** Goal A **
Decide whether each statement agrees with the passage on Mongolian cinema, answering yes or no and quoting the words of the passage that settle it.
(i) Mongolia is the least densely populated country in the world.
(ii) The first national films made by Mongol Kino were directed by Mongolians.
(iii) The 2008 Oscar nominee Mongol was directed by Sergej Vladimirovič Bodrov, from Kazakhstan.
** Goal B **
Summarize the passage on Mongolian cinema in two sentences.
** Goal C **
Answer these questions from the passage on Mongolian cinema.
(i) What percentage of the population is described as nomadic?
(ii) What share of Mongolians live in the capital, Ulan Bator?
(iii) Which two names drew the most important pages in the history of the big screen?

** Given passage **
The Open Doors journey through Southeast Asia reaches Mongolia. It’s a vast land, a land of few, the land of Genghis Khan. It’s a land where cinema has the space, and the talent, to grow (again).
North by Southeast: On the Road with Open Doors
The Open Doors journey through Southeast Asia reaches Mongolia. It’s a vast land, a land of few, the land of Genghis Khan. It’s a land where cinema has the space, and the talent, to grow (again).
Extreme. That's how Mongolia is, bouncing between opposite summits. It bounces between being gigantic by geography and tiny by population; between being for a few - just three million - and having been for only one, Genghis Khan; between having all the space in the world available to make yourself comfortable and not being able to stay still, as with 40% of the nomadic population; between the imposing Soviet past and the young democratic present, between the structured propaganda cinema that was and the fragile auteur cinema that it is. Or maybe not just yet.
To think of Mongolia is to think of a very large physical and human space; whereas in Switzerland you can meet two hundred people in Mongolia you already have to stop after the second person, as there are two Mongols for every square kilometer. It is the least densely populated country in the world, dominated by the steppe, the Gobi, and the peaks of the Altai. It’s one and a half million square kilometers for a handful of cities. One of which, the capital Ulan Bator, the capital, houses one in three Mongolians. There are cinemas, and there is cinema. It is young, with forgotten ancestors between the end of a domination that took everything away and the beginning of a democracy that had no time to think about cinema at all.
In the 1920s, Mongolian cinema was the off-campus student of the great Soviet master. They were crew members, students and people to raise and train to understand, fifteen years later, that this was the ideal tool for propaganda. In the mid-1930s, the national Soviet-style film studios, Mongol Kino, forged the first national films, but directed by Russians. And the works, thanks to the socialist distributive firepower, reached the entire country, eliminating apparently unbridgeable distances. It took another fifteen years to see the first generation of Mongolian filmmakers grow and develop a grown up, trained, capable voice. Jigjid Deejid and Tsogt Taij drew the most important pages in the history of the big screen, and the new generation was already trampling behind, ready to set the "golden age" on fire. There was Mongolian cinema, and it traveled from the Gobi to the Altai. Its voice, however, came from the West and had a Soviet accent. And when that voice went silent, twenty years later, the cinemas shut down.
In the early 1990s, when the Soviet Union came to an end, so did the cinemas. Be they stable or nomadic, there was nothing left to show. Deprived of Soviet control, Mongolian cinema was born anew, but powerless. Diktats left space for legless poems, whose voice lacked lung capacity. The State was replaced by private entities, and a new Genghis Khan awoke in the absence of Soviets saying “niet”. The best one on film was Chinese, and the same happened with the most celebrated of all, the 2008 Oscar nominee Mongol, by Sergej Vladimirovič Bodrov, from Kazakhstan. Having gained artistic and creative freedom, the cinema of Ulan Bator lost its working tools: no more crews, financing, distribution or film schools. The Soviet Union left the game and took the ball with them. Young filmmakers like Gankhuyag, Uranchimeg and Binder were able to turn on a light, but it wasn’t enough to illuminate an entire country.

(Extracted data entries)
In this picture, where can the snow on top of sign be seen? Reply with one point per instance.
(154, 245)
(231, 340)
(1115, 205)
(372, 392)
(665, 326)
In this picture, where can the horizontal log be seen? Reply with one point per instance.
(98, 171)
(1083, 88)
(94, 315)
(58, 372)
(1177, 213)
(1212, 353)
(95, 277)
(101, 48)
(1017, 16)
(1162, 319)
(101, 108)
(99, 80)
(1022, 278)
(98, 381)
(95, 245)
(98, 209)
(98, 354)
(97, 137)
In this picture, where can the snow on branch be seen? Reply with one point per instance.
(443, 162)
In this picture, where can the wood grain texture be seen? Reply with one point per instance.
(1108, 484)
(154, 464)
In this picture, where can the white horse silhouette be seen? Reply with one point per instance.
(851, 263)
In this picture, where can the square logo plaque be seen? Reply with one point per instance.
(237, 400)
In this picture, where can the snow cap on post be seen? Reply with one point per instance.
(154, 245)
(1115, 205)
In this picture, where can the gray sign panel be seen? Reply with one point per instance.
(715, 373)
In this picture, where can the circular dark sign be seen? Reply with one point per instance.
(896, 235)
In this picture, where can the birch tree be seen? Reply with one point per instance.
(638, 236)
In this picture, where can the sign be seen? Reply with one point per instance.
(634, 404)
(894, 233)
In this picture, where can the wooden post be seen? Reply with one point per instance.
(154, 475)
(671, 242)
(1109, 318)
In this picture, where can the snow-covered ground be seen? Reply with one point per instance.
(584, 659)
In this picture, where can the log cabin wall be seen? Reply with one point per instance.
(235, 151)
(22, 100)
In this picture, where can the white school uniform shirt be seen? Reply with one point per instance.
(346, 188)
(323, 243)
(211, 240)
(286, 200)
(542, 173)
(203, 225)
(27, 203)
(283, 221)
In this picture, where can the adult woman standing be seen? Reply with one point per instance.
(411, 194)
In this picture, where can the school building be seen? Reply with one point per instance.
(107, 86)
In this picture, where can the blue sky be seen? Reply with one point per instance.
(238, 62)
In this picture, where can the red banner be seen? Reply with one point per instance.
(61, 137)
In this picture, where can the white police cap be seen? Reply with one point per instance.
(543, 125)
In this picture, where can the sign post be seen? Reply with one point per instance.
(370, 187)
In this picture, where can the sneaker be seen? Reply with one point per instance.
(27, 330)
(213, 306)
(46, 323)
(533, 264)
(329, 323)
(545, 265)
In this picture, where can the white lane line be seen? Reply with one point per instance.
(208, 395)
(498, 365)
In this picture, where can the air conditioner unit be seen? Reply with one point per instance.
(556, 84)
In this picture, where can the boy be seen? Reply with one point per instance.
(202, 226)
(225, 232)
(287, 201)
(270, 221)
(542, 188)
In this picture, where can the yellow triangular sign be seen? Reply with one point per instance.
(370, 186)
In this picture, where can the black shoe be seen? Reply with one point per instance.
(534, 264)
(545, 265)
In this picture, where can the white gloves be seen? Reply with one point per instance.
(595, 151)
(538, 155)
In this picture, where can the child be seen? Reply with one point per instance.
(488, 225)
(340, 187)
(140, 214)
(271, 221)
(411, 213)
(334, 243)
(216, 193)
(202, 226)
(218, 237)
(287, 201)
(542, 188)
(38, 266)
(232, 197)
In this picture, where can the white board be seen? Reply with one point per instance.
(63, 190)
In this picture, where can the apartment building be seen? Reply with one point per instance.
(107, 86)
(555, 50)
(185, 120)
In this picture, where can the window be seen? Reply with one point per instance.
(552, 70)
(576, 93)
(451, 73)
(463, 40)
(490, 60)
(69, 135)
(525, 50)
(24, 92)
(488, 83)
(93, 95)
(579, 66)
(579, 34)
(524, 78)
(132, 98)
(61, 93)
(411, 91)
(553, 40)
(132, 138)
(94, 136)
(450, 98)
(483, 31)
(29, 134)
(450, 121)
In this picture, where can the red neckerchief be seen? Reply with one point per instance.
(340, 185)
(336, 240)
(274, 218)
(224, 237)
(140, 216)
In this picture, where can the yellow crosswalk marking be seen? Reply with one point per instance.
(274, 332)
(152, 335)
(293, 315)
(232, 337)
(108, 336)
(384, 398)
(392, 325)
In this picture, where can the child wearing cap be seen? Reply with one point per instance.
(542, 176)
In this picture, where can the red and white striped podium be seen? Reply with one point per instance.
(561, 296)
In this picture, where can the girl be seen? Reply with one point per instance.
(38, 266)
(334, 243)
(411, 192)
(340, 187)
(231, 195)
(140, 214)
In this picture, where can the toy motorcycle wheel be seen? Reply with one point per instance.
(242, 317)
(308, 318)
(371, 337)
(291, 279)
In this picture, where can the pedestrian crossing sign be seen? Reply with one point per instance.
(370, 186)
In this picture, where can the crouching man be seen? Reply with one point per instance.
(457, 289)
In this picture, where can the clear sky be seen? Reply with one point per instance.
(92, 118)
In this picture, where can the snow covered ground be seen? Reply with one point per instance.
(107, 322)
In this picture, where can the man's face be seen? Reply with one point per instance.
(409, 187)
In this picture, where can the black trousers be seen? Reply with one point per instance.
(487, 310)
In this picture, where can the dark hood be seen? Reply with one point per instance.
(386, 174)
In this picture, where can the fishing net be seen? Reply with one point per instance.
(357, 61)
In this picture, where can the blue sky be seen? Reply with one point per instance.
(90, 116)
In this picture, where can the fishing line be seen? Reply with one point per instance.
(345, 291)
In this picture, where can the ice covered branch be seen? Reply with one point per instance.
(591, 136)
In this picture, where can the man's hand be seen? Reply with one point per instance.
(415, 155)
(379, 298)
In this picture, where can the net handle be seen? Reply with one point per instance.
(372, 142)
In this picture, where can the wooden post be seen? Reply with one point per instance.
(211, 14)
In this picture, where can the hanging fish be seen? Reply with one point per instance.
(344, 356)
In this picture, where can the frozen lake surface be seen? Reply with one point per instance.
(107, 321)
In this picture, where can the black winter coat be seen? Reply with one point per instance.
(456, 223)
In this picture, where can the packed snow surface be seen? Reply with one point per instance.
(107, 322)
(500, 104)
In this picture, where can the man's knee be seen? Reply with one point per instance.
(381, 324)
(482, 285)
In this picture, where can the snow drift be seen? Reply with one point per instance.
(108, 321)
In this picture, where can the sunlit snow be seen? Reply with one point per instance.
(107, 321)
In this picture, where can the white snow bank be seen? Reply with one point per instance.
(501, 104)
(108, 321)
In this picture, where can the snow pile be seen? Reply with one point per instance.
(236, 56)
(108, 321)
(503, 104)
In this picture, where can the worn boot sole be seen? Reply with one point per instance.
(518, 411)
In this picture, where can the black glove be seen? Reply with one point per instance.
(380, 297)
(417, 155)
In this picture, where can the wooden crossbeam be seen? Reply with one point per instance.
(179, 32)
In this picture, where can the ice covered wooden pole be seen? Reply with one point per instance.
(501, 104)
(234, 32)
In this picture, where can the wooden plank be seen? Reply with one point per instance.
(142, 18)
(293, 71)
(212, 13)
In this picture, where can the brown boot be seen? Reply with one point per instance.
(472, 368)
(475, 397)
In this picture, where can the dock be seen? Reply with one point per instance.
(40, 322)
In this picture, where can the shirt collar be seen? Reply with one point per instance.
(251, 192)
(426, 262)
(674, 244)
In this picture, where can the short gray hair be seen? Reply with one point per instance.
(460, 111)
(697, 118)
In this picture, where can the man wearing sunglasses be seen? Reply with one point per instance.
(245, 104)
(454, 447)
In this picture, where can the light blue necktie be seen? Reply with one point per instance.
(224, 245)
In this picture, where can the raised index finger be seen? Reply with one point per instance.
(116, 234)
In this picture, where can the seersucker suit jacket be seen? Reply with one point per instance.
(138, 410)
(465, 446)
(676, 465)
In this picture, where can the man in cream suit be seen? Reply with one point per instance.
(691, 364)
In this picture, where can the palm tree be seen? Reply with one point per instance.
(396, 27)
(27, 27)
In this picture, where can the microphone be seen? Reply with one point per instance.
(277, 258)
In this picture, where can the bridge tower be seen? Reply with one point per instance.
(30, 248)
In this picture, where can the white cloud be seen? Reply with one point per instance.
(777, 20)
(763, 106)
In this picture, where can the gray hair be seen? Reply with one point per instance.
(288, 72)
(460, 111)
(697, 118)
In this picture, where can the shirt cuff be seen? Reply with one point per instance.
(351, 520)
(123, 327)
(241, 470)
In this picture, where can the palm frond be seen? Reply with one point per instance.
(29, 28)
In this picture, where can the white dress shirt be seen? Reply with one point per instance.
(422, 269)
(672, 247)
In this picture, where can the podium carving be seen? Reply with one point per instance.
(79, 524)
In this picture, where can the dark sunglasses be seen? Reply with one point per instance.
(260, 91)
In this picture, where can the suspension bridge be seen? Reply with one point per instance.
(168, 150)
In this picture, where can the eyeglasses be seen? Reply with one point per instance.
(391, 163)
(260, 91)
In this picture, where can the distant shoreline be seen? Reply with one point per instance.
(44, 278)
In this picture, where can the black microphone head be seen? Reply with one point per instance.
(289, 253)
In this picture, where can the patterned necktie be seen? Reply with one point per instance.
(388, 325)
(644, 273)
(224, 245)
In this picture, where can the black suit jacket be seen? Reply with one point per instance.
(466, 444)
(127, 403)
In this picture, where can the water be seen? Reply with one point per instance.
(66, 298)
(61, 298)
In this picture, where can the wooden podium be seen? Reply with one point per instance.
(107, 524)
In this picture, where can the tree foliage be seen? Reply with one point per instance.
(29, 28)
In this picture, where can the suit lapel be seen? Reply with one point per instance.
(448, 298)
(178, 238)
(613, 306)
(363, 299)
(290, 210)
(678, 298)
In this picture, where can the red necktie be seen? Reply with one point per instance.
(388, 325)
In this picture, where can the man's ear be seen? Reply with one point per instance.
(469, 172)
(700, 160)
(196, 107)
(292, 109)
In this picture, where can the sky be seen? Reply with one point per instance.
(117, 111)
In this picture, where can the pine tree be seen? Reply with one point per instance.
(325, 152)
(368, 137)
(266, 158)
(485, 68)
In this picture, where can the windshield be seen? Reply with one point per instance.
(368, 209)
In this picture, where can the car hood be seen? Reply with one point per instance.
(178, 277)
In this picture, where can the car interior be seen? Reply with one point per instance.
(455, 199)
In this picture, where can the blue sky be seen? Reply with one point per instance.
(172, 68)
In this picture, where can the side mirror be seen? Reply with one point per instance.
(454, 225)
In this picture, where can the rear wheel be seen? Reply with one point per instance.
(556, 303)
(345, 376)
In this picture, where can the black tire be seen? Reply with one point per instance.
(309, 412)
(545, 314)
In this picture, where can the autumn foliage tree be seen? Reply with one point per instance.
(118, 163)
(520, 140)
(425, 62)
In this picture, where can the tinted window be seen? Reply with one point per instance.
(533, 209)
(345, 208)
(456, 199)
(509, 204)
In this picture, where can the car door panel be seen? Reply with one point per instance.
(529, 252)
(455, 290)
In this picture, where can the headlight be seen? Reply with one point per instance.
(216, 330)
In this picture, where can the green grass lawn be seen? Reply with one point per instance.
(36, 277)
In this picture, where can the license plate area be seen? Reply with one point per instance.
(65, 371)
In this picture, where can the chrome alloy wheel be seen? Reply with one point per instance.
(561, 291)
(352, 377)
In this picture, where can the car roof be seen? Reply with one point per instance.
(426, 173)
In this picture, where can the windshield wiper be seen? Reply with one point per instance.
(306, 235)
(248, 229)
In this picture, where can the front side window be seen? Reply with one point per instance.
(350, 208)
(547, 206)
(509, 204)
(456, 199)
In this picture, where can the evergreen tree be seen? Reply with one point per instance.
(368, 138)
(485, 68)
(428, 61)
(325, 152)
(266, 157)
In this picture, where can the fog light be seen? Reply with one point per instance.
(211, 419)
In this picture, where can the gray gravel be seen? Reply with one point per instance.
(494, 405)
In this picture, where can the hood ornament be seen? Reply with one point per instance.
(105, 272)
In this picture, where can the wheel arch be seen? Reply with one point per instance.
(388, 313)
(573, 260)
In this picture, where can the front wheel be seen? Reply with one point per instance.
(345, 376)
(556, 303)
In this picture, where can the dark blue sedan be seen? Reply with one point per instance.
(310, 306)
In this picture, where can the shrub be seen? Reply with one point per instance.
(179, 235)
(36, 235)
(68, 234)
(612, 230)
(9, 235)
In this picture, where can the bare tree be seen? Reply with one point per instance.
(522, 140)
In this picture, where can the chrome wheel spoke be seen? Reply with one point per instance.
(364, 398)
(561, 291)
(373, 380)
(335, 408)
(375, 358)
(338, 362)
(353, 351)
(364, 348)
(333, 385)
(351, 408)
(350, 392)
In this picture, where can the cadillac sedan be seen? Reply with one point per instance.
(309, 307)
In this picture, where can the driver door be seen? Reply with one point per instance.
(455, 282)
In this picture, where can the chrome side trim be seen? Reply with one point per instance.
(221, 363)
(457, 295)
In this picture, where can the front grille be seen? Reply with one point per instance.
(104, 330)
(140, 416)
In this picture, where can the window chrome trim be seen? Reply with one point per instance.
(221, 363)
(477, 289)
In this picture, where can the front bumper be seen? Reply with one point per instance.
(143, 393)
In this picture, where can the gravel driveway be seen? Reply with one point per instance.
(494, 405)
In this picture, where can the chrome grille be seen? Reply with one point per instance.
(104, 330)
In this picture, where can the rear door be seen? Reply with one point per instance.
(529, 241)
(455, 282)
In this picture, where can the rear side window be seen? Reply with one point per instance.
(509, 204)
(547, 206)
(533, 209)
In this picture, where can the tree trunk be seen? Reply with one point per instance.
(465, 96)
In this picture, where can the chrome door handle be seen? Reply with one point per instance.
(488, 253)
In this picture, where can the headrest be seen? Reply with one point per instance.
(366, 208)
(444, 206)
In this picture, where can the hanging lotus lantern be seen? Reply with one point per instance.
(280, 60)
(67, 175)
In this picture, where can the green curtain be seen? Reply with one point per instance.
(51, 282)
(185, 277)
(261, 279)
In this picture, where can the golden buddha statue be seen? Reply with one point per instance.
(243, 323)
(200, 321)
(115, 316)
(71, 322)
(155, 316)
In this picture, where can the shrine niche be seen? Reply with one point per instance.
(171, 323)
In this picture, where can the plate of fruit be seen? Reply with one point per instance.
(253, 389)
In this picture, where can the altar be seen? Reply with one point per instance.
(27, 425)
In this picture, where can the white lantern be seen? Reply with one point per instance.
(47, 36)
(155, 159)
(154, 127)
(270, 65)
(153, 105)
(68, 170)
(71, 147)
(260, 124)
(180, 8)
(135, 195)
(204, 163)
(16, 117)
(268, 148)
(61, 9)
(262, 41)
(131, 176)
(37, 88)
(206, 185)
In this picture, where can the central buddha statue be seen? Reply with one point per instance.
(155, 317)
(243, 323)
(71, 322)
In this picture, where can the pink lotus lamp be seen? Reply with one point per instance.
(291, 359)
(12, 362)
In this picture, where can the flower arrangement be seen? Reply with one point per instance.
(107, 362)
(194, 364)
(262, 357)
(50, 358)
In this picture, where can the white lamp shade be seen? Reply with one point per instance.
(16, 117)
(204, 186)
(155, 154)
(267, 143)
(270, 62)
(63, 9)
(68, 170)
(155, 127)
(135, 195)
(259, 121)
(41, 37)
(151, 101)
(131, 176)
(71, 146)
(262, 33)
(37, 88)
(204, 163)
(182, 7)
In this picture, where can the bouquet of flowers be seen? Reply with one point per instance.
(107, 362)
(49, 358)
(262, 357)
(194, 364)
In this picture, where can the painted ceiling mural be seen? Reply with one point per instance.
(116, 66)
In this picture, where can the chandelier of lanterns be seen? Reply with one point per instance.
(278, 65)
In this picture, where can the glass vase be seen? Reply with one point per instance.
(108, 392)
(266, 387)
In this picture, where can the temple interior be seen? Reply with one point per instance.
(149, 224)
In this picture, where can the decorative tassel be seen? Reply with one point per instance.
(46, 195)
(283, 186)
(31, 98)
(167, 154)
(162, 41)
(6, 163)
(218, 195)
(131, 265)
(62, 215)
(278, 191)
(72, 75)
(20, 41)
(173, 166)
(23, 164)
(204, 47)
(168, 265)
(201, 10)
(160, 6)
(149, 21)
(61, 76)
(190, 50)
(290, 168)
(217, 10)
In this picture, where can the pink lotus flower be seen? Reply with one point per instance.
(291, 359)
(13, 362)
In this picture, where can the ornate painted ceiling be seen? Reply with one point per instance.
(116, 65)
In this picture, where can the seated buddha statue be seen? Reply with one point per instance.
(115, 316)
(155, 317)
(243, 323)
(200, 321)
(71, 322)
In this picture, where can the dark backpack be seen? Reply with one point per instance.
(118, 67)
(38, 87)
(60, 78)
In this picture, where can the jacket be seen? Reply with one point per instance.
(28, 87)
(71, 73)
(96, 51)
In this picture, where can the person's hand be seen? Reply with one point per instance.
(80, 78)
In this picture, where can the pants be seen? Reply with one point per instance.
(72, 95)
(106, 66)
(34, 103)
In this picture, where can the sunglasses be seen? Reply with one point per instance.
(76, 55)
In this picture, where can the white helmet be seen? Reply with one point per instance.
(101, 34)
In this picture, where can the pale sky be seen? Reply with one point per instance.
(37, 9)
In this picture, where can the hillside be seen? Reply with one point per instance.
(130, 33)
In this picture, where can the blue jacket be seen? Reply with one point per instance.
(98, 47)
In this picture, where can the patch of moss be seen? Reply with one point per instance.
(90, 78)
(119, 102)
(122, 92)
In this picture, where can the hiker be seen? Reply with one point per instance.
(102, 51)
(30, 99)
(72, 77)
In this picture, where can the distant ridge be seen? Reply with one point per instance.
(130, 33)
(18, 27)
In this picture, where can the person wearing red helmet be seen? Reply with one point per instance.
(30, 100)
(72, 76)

** Task solution A **
(i) Yes: "It is the least densely populated country in the world"
(ii) No: "forged the first national films, but directed by Russians"
(iii) Yes: "the 2008 Oscar nominee Mongol, by Sergej Vladimirovič Bodrov, from Kazakhstan"

** Task solution B **
Mongolia is a vast, thinly populated land whose cinema grew under Soviet guidance, with Mongol Kino producing the first national films in the mid-1930s and a generation of Mongolian filmmakers emerging later. When the Soviet Union ended in the early 1990s, the cinemas shut down, and Mongolian cinema gained artistic and creative freedom but lost its crews, financing, distribution and film schools.

** Task solution C **
(i) 40%
(ii) One in three
(iii) Jigjid Deejid and Tsogt Taij